# Work instructions
Reproduce without any change the stretch of the items from the line containing "Task: detect gothic cathedral" through the line containing "[1102,675,1123,716]", both included.

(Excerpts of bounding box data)
## Start

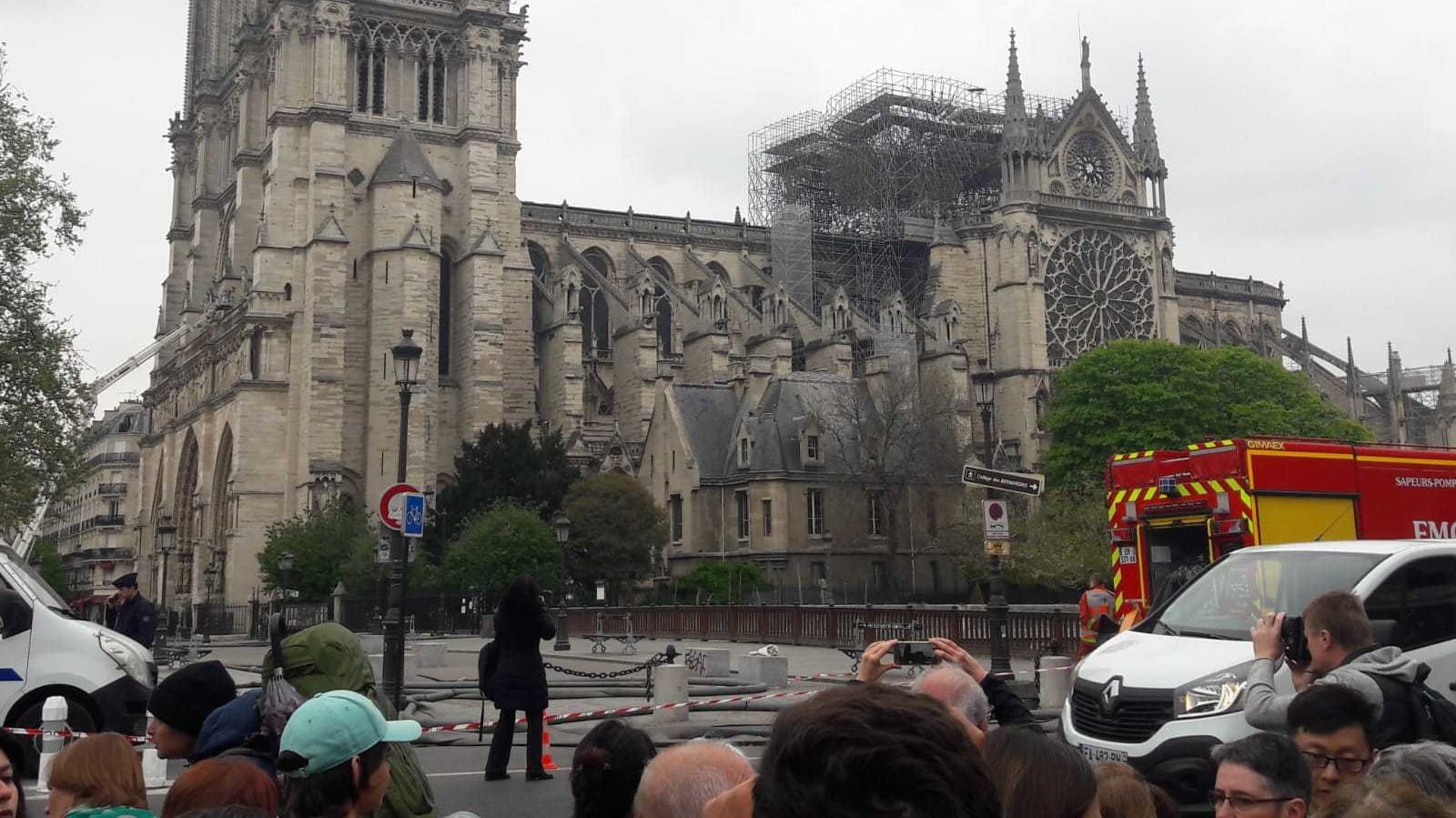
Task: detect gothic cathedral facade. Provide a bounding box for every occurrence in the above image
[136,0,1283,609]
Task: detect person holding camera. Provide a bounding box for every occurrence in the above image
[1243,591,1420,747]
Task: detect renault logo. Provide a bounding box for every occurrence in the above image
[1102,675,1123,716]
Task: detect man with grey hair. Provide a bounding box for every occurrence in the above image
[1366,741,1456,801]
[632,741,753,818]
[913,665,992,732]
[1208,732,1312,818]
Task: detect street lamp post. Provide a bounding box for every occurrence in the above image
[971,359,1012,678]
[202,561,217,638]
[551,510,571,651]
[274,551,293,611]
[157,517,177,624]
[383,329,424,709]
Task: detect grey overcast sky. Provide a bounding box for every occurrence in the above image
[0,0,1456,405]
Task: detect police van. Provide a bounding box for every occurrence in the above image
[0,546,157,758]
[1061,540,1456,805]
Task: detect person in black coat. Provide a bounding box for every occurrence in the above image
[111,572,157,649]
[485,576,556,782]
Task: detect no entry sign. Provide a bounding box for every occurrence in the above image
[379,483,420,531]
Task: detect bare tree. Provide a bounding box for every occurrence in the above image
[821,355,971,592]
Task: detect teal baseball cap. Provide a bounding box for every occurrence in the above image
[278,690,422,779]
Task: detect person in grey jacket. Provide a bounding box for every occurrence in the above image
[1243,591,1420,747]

## End
## Start

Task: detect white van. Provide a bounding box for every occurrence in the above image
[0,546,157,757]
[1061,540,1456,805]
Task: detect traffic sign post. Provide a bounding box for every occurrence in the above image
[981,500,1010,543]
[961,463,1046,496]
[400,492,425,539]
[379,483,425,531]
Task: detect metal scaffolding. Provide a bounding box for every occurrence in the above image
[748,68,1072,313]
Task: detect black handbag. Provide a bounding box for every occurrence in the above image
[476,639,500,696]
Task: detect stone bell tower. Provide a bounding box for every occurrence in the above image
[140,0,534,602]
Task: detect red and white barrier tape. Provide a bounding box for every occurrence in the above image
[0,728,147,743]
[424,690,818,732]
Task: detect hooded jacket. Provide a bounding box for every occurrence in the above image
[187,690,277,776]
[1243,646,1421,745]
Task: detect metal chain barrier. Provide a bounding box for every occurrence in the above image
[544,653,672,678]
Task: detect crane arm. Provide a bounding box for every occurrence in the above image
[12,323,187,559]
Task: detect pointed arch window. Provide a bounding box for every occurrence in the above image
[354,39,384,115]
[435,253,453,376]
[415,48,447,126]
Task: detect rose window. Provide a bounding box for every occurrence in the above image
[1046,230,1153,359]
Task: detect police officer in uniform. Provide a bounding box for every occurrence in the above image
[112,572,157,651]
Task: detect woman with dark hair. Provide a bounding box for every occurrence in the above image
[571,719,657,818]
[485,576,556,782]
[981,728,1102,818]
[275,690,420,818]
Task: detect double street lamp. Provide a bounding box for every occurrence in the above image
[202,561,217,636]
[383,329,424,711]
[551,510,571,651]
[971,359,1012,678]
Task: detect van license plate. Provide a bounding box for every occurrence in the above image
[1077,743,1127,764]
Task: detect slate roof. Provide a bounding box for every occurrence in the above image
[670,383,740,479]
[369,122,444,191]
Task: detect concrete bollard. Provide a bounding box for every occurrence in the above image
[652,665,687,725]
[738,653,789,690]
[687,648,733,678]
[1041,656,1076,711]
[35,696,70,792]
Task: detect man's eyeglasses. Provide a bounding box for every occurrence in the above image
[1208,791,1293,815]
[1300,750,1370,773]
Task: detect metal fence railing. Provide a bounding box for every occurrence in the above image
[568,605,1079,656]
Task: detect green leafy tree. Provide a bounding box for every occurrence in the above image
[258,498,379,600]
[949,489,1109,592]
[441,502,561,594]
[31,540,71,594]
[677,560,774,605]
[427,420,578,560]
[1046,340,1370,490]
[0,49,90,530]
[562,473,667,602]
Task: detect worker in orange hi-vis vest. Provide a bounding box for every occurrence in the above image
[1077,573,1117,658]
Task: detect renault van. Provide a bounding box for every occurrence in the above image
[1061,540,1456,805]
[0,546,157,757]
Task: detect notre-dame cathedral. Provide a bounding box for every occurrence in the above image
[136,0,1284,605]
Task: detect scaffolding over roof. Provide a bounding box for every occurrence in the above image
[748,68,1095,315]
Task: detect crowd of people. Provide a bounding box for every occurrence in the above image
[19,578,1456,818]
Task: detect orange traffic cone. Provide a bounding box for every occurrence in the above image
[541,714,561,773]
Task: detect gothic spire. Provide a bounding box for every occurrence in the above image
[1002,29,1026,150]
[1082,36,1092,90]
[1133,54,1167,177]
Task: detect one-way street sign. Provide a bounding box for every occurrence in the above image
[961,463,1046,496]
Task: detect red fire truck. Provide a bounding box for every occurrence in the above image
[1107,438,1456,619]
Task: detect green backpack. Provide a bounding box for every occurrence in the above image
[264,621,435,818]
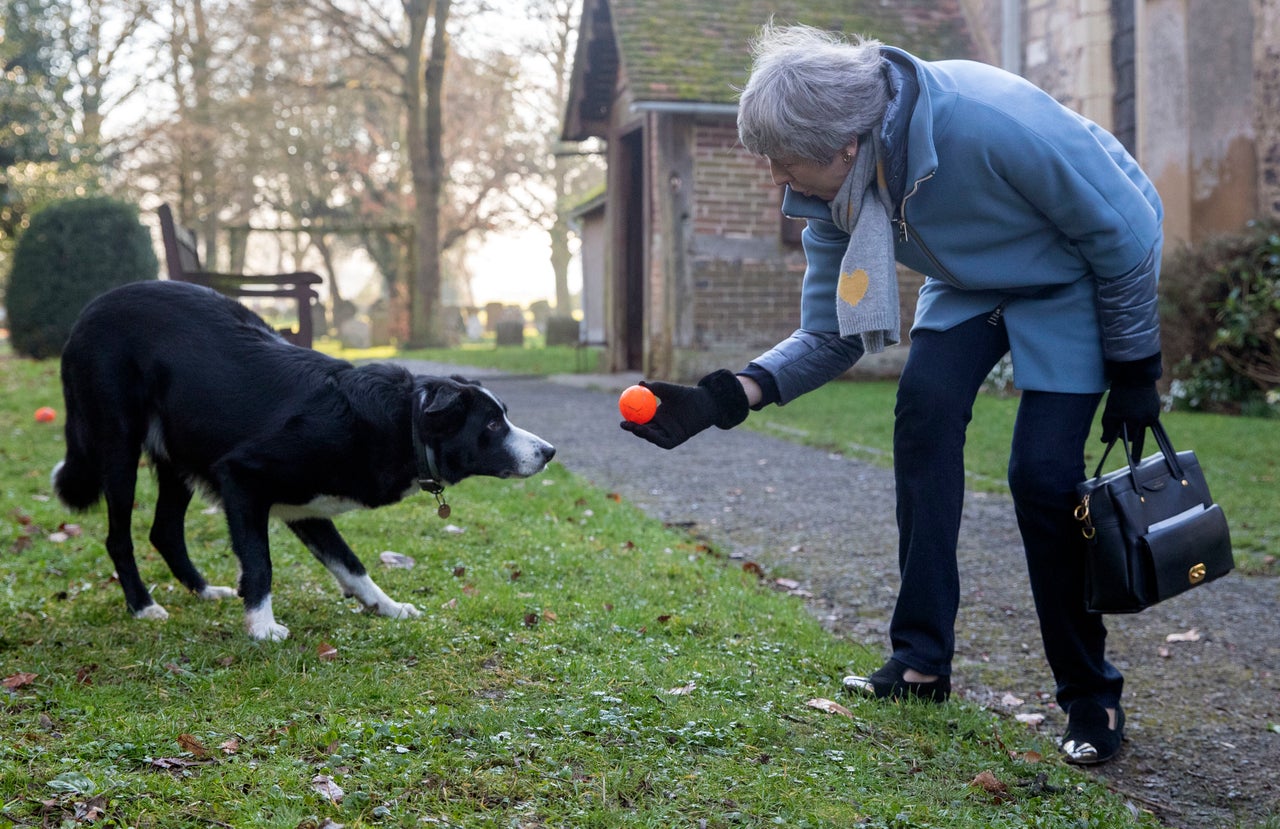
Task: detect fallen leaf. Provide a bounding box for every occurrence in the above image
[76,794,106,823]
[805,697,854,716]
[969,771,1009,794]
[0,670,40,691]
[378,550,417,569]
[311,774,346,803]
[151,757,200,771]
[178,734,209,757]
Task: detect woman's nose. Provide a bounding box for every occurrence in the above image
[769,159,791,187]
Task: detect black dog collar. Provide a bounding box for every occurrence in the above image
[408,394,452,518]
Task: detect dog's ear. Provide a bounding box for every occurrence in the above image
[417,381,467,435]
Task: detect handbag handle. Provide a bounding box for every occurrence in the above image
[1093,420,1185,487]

## End
## Start

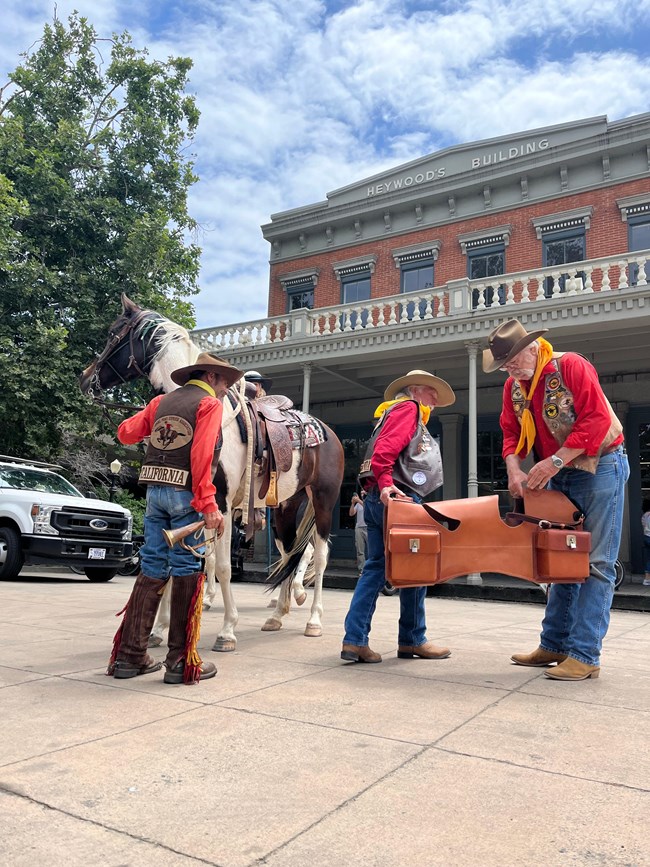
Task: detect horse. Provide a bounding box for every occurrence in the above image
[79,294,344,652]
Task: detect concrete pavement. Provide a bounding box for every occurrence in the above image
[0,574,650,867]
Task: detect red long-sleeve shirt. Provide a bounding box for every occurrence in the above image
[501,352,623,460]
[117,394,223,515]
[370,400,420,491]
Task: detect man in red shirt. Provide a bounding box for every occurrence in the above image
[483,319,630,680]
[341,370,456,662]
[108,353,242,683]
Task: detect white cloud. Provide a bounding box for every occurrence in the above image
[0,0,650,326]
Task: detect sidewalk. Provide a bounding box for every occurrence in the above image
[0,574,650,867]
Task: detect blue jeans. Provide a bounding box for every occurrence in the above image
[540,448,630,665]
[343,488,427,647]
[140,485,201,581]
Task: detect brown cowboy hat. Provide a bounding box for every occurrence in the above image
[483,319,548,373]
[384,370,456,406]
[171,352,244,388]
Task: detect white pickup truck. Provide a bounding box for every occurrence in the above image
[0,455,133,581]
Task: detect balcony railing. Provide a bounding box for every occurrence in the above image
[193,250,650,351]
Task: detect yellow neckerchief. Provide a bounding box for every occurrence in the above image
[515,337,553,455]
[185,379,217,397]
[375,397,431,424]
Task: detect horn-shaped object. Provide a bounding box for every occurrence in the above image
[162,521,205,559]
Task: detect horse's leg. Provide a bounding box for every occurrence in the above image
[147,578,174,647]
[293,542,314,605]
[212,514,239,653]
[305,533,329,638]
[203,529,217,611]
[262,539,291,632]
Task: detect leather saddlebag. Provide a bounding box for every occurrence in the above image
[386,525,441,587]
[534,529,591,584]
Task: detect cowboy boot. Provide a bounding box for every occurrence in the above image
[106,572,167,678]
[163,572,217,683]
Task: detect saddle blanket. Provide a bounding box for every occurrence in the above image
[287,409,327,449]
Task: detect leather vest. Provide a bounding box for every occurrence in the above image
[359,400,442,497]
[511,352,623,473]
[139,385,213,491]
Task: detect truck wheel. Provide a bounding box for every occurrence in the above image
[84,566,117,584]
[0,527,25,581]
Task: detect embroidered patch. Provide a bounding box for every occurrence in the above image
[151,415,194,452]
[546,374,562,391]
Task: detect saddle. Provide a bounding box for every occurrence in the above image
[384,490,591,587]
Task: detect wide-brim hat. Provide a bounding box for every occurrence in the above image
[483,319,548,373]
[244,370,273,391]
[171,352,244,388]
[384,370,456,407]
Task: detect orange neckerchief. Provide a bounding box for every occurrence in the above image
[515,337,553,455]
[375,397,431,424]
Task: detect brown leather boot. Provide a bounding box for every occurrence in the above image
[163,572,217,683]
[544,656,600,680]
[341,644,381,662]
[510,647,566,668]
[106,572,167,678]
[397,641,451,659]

## End

# Right answer
Task: detect gothic cathedral facade. Provide a bounding box for every occurrence in the above image
[136,0,1283,609]
Task: detect person holding camera. Provide a bounding box for every occurrence in the above image
[1243,591,1420,747]
Task: detect renault logo. Provide a bounding box for every occurrence in the above image
[1102,675,1123,716]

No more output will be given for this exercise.